Source text:
Planica is one of my favorite places to train. We were there for a camp this fall and it was great to get back on the jumps on snow. They're modern and somewhat challenging hills, but the super smooth inruns and high flying profiles make them some of my favorite hills to jump. It’s pretty sweet to wake up in the morning and have the choice of two hills (K95 and K125) just right up the valley.
Winter still hasn’t fully hit Slovenia yet, but fortunately they had enough snow made for a challenging loop of skiing. By the end of the week I had close to 95km – some 50 laps – on the loop. Surprisingly, most of the sessions went by pretty quickly. It helps to have a specific plan to break up and focus the session.
The Cross Country World Cup happened to be in Planica for a sprint weekend while we were there. On Saturday and Sunday we went right from jumping to the race course and watched the action from the sidelines. The races were high paced and really exciting to spectate. It was cool to get a good perspective on how fast those top sprinters are – especially before we skied our own race on the course after them. We just did a small “practice” comp to keep the speed up, but I gained a real appreciation for how much speed the cross country athletes carried on their sprints on the same tracks.
I put up a quick video that my coach shot in some of our interval sessions.

Stored records:

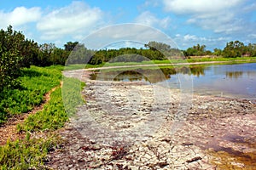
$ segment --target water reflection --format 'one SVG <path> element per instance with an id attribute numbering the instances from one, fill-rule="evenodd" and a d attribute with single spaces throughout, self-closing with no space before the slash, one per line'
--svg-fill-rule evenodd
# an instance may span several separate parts
<path id="1" fill-rule="evenodd" d="M 90 79 L 115 82 L 144 81 L 156 83 L 171 79 L 172 75 L 177 74 L 194 75 L 196 76 L 204 76 L 205 69 L 203 65 L 196 65 L 177 68 L 134 69 L 129 71 L 97 71 L 90 75 Z"/>
<path id="2" fill-rule="evenodd" d="M 242 71 L 227 71 L 226 77 L 237 79 L 239 77 L 241 77 L 242 74 L 243 74 Z"/>
<path id="3" fill-rule="evenodd" d="M 179 75 L 193 78 L 194 92 L 224 97 L 256 99 L 256 63 L 221 65 L 189 65 L 177 68 L 150 68 L 98 71 L 90 75 L 93 80 L 167 82 L 170 88 L 179 88 Z"/>

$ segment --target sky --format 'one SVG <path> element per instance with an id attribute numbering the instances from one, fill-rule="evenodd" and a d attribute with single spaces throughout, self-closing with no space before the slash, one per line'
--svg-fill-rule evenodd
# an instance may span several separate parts
<path id="1" fill-rule="evenodd" d="M 224 48 L 239 40 L 256 42 L 255 0 L 1 0 L 0 28 L 11 25 L 38 43 L 92 41 L 86 38 L 108 27 L 127 23 L 150 27 L 170 37 L 175 48 L 205 44 Z M 129 25 L 128 25 L 129 26 Z M 104 31 L 106 31 L 104 30 Z M 100 32 L 100 33 L 99 33 Z M 106 33 L 106 32 L 105 32 Z M 153 33 L 137 36 L 151 37 Z M 90 37 L 93 38 L 94 37 Z M 111 42 L 111 41 L 110 41 Z M 115 44 L 113 42 L 113 44 Z M 127 45 L 127 44 L 126 44 Z"/>

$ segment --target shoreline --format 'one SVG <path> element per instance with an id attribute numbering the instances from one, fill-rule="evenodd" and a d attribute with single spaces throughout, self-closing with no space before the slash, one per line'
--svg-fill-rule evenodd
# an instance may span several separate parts
<path id="1" fill-rule="evenodd" d="M 256 60 L 230 60 L 230 61 L 201 61 L 201 62 L 186 62 L 186 63 L 166 63 L 166 64 L 145 64 L 145 65 L 118 65 L 118 66 L 102 66 L 102 67 L 93 67 L 93 68 L 85 68 L 85 69 L 77 69 L 83 71 L 96 71 L 96 70 L 108 70 L 108 69 L 118 69 L 118 68 L 132 68 L 132 67 L 150 67 L 150 66 L 172 66 L 172 65 L 210 65 L 210 64 L 229 64 L 237 62 L 245 62 L 241 64 L 246 64 L 246 61 L 252 61 L 253 63 L 256 62 Z"/>

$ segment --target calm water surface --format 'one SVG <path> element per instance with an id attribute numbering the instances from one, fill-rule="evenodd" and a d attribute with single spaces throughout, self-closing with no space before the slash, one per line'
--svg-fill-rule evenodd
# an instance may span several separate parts
<path id="1" fill-rule="evenodd" d="M 99 71 L 91 79 L 166 85 L 179 88 L 179 77 L 191 77 L 195 94 L 256 99 L 256 63 L 239 65 L 190 65 L 177 69 L 135 69 Z"/>

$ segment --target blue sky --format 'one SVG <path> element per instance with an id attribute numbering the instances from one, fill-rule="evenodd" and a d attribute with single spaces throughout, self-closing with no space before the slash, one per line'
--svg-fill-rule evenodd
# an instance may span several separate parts
<path id="1" fill-rule="evenodd" d="M 83 42 L 101 28 L 125 23 L 155 28 L 182 49 L 200 43 L 212 50 L 224 48 L 230 41 L 256 42 L 256 2 L 2 0 L 0 3 L 0 28 L 12 25 L 30 39 L 58 47 L 68 41 Z"/>

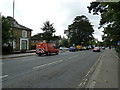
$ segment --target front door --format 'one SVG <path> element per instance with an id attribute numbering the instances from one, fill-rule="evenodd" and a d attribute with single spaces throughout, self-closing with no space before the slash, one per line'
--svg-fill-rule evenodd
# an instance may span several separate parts
<path id="1" fill-rule="evenodd" d="M 27 50 L 27 40 L 22 40 L 21 50 Z"/>

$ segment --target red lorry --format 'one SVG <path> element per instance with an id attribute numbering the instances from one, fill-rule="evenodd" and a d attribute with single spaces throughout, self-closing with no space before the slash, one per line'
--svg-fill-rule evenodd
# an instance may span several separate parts
<path id="1" fill-rule="evenodd" d="M 41 56 L 42 54 L 50 55 L 51 53 L 55 53 L 58 55 L 59 50 L 55 48 L 54 43 L 38 43 L 36 44 L 36 54 Z"/>

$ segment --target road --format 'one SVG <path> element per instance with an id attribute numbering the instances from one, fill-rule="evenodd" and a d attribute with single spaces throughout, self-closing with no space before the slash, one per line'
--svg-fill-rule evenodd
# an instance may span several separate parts
<path id="1" fill-rule="evenodd" d="M 91 67 L 102 52 L 65 52 L 51 56 L 5 59 L 3 88 L 77 88 L 89 79 Z M 84 86 L 84 85 L 83 85 Z"/>

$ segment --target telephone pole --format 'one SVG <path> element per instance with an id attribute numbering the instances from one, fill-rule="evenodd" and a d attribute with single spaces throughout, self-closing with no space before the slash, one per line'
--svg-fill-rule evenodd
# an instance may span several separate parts
<path id="1" fill-rule="evenodd" d="M 13 19 L 14 19 L 14 10 L 15 10 L 15 0 L 13 0 Z"/>

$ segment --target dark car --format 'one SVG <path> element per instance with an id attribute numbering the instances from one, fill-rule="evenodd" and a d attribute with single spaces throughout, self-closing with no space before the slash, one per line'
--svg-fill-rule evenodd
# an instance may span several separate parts
<path id="1" fill-rule="evenodd" d="M 78 50 L 77 50 L 76 47 L 70 47 L 70 48 L 69 48 L 69 51 L 71 52 L 71 51 L 78 51 Z"/>
<path id="2" fill-rule="evenodd" d="M 100 47 L 94 47 L 93 52 L 100 52 Z"/>

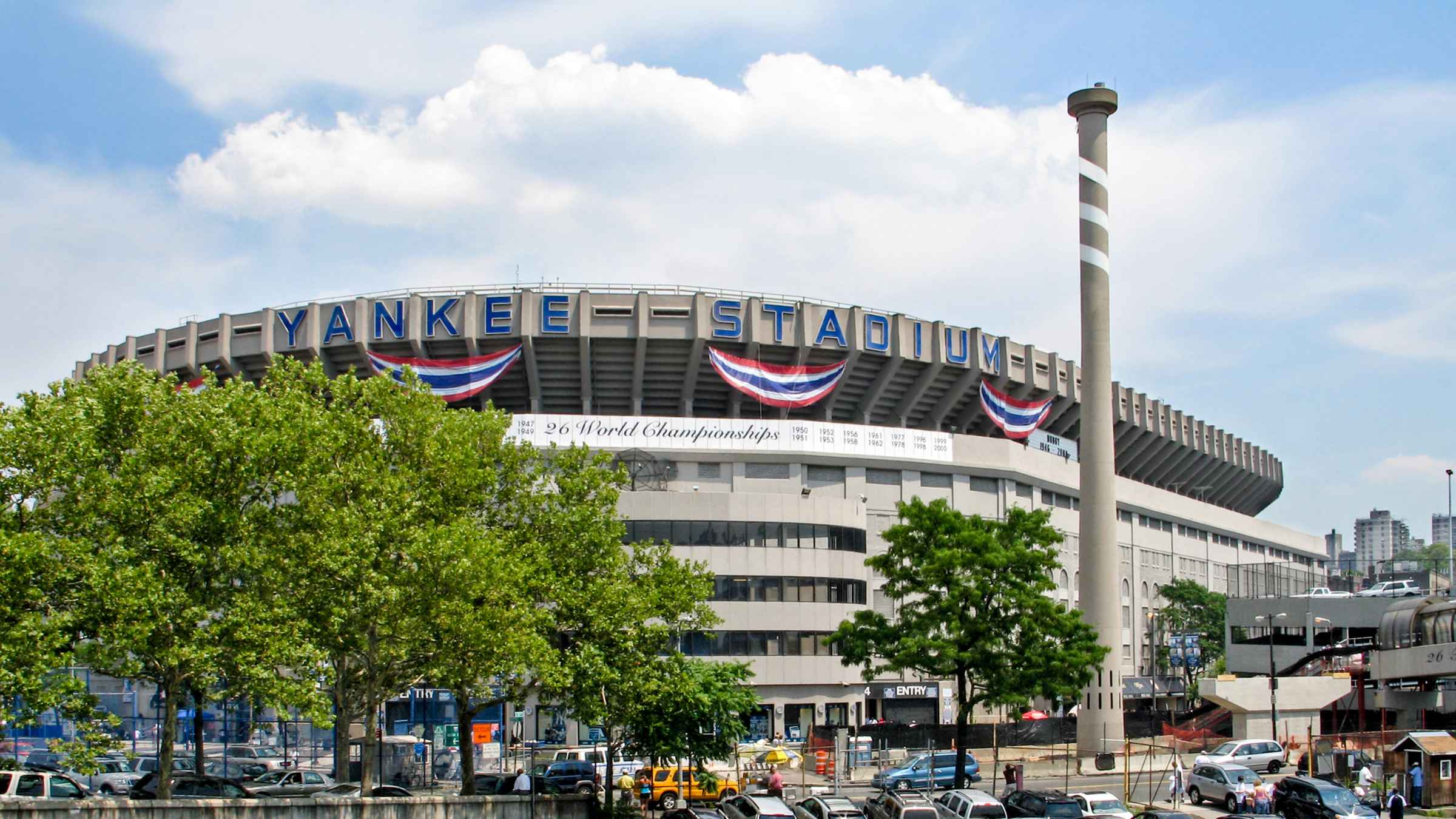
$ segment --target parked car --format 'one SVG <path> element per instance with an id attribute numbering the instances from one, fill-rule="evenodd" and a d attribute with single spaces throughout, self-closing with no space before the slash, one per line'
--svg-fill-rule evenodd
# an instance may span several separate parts
<path id="1" fill-rule="evenodd" d="M 712 788 L 705 788 L 692 768 L 648 768 L 648 781 L 652 783 L 652 804 L 662 810 L 676 810 L 683 802 L 725 800 L 740 790 L 732 777 L 718 777 Z"/>
<path id="2" fill-rule="evenodd" d="M 202 764 L 202 772 L 210 777 L 227 777 L 230 780 L 248 783 L 266 774 L 268 767 L 243 759 L 211 759 Z"/>
<path id="3" fill-rule="evenodd" d="M 1195 765 L 1204 762 L 1232 762 L 1277 774 L 1284 767 L 1284 746 L 1273 739 L 1233 739 L 1194 758 Z"/>
<path id="4" fill-rule="evenodd" d="M 249 790 L 262 797 L 309 796 L 328 787 L 333 780 L 317 771 L 268 771 L 249 783 Z"/>
<path id="5" fill-rule="evenodd" d="M 1310 586 L 1305 589 L 1300 595 L 1290 595 L 1290 597 L 1348 597 L 1350 592 L 1334 592 L 1328 586 Z"/>
<path id="6" fill-rule="evenodd" d="M 664 813 L 662 819 L 724 819 L 724 815 L 713 807 L 678 807 Z"/>
<path id="7" fill-rule="evenodd" d="M 601 777 L 600 781 L 606 781 L 606 775 L 607 775 L 607 748 L 604 745 L 598 745 L 598 746 L 590 746 L 590 745 L 587 745 L 587 746 L 579 746 L 579 748 L 562 748 L 562 749 L 556 751 L 555 756 L 552 756 L 552 762 L 566 762 L 569 759 L 574 759 L 574 761 L 578 761 L 578 762 L 591 762 L 597 768 L 597 775 Z M 628 774 L 628 775 L 636 777 L 638 768 L 641 768 L 641 767 L 642 767 L 642 761 L 641 759 L 632 759 L 630 756 L 626 756 L 625 753 L 617 753 L 612 759 L 612 775 L 613 777 L 620 777 L 622 774 Z"/>
<path id="8" fill-rule="evenodd" d="M 939 819 L 935 803 L 913 791 L 881 791 L 865 800 L 869 819 Z"/>
<path id="9" fill-rule="evenodd" d="M 208 751 L 208 755 L 262 765 L 264 771 L 277 771 L 288 767 L 288 759 L 284 758 L 282 752 L 268 745 L 229 745 L 227 748 Z"/>
<path id="10" fill-rule="evenodd" d="M 102 758 L 96 765 L 95 774 L 82 774 L 68 765 L 64 772 L 99 796 L 125 796 L 141 778 L 125 759 Z"/>
<path id="11" fill-rule="evenodd" d="M 1350 788 L 1313 777 L 1284 777 L 1274 788 L 1274 812 L 1284 819 L 1374 816 Z"/>
<path id="12" fill-rule="evenodd" d="M 865 812 L 843 796 L 811 796 L 794 806 L 798 819 L 865 819 Z"/>
<path id="13" fill-rule="evenodd" d="M 955 785 L 955 751 L 936 751 L 906 759 L 898 768 L 887 768 L 871 778 L 869 784 L 879 790 L 926 790 Z M 981 764 L 970 751 L 965 752 L 965 778 L 981 781 Z M 933 785 L 932 785 L 933 783 Z"/>
<path id="14" fill-rule="evenodd" d="M 352 799 L 357 797 L 361 790 L 364 788 L 358 783 L 339 783 L 332 788 L 313 791 L 312 796 L 313 799 Z M 370 796 L 376 799 L 380 797 L 397 799 L 402 796 L 415 796 L 415 794 L 409 793 L 408 790 L 399 785 L 379 785 L 370 790 Z"/>
<path id="15" fill-rule="evenodd" d="M 1239 797 L 1233 793 L 1235 787 L 1242 780 L 1248 788 L 1252 788 L 1257 778 L 1259 778 L 1258 774 L 1233 762 L 1197 764 L 1188 771 L 1188 802 L 1194 804 L 1200 804 L 1206 799 L 1222 802 L 1224 810 L 1238 813 Z"/>
<path id="16" fill-rule="evenodd" d="M 718 803 L 724 819 L 794 819 L 794 809 L 776 796 L 740 794 Z"/>
<path id="17" fill-rule="evenodd" d="M 0 800 L 89 797 L 86 785 L 57 771 L 0 771 Z"/>
<path id="18" fill-rule="evenodd" d="M 550 765 L 546 765 L 540 778 L 568 793 L 596 793 L 597 785 L 601 784 L 601 777 L 597 775 L 597 767 L 581 759 L 552 762 Z"/>
<path id="19" fill-rule="evenodd" d="M 1013 790 L 1002 800 L 1006 816 L 1047 816 L 1048 819 L 1082 819 L 1077 800 L 1059 790 Z"/>
<path id="20" fill-rule="evenodd" d="M 1107 793 L 1107 791 L 1080 791 L 1069 793 L 1072 799 L 1077 800 L 1077 807 L 1082 809 L 1082 816 L 1112 816 L 1115 819 L 1133 819 L 1133 812 L 1123 804 L 1121 799 Z"/>
<path id="21" fill-rule="evenodd" d="M 1414 580 L 1382 580 L 1364 592 L 1356 592 L 1357 597 L 1414 597 L 1424 589 Z"/>
<path id="22" fill-rule="evenodd" d="M 157 799 L 157 772 L 153 771 L 131 787 L 131 799 Z M 253 794 L 237 780 L 205 774 L 173 774 L 172 799 L 252 799 Z"/>
<path id="23" fill-rule="evenodd" d="M 1006 819 L 1006 806 L 983 790 L 948 790 L 935 800 L 935 812 L 941 819 Z"/>

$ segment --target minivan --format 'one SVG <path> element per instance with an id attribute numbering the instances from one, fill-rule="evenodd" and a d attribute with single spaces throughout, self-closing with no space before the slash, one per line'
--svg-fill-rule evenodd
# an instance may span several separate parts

Work instructions: In the text about training in Planica, list the four traits the sentence beginning "They're modern" gives the jumps, leaving out the writer's fondness for them.

Exercise result:
- Modern
- Somewhat challenging
- Super smooth inruns
- High flying profiles